# QUOTED PASSAGE
━━━━━━━━━━━━━━━━
' ' Cinema Romantico: Carol

Tuesday, December 22, 2015

Carol

The first time we see Therese Belivet (Rooney Mara) and Carol Aird (Cate Blanchett), sharing a drink, it is un-accidentally from a distance. This is a love affair between two women at a time – America, 1952 – when that was explicitly verboten. This lends a sense of intrigue, absolutely, and danger, most definitely, but even more it generates a feeling of desperate longing. Because society forces Therese and Carol to be covert, their passion must be continuously held at bay, lingering in the shadows, a few seconds at a time, in a brush, a glance, in the way a few words might be formed. And if that makes it feel as if we are often watching a grand romance in which the romance is deliberately muted, stripped of its grandiloquence, well, exactly. After all, Patricia Highsmith, who wrote the novel on which this Todd Haynes’ film is based, created it off a real life encounter, published it under a pseudonym and more or less turned her back on it for many decades – confessing to such things back then came at a steep price.


Haynes conspicuously chose two actresses who would not fill the frame in precisely the same way. Blanchett stands tall, as if she’s used to moving through rooms like she’s the most beautiful person in them, more Katharine Hepburn-ish here than she was as Katharine Hepburn in “The Aviator”. Mara, on the other hand, is fragile, small, not towered over by Blanchett, exactly, but definitely reduced in the face of her “Yes, I’m Here” presence. There are moments when you wonder if this relationship will turn predatory, the older, stronger woman taking advantage of this nineteen year old; yet Mara’s ravenous eyes alone betray that she can stand side-by-side with her older crush. She grows up over the course of the film’s two hours, transforming from something of a doe in the headlights to a woman who knows damn well what she wants.
━━━━━━━━━━━━━━━━
# STUDY MATERIAL

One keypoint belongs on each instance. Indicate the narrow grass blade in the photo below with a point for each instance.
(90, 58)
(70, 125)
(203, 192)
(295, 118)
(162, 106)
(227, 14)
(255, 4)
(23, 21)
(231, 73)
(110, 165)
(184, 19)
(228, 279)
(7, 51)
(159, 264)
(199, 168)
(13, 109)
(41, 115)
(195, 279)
━━━━━━━━━━━━━━━━
# LIST OF TASKS
a) According to the review of Carol, who wrote the novel on which the film is based?
b) Reproduce, word for word, the part of the Carol review that opens with the words containing "Haynes conspicuously chose" and closes with "what she wants.".

# RESPONSES BY ITEM NUMBER
a) Patricia Highsmith

b)
Haynes conspicuously chose two actresses who would not fill the frame in precisely the same way. Blanchett stands tall, as if she’s used to moving through rooms like she’s the most beautiful person in them, more Katharine Hepburn-ish here than she was as Katharine Hepburn in “The Aviator”. Mara, on the other hand, is fragile, small, not towered over by Blanchett, exactly, but definitely reduced in the face of her “Yes, I’m Here” presence. There are moments when you wonder if this relationship will turn predatory, the older, stronger woman taking advantage of this nineteen year old; yet Mara’s ravenous eyes alone betray that she can stand side-by-side with her older crush. She grows up over the course of the film’s two hours, transforming from something of a doe in the headlights to a woman who knows damn well what she wants.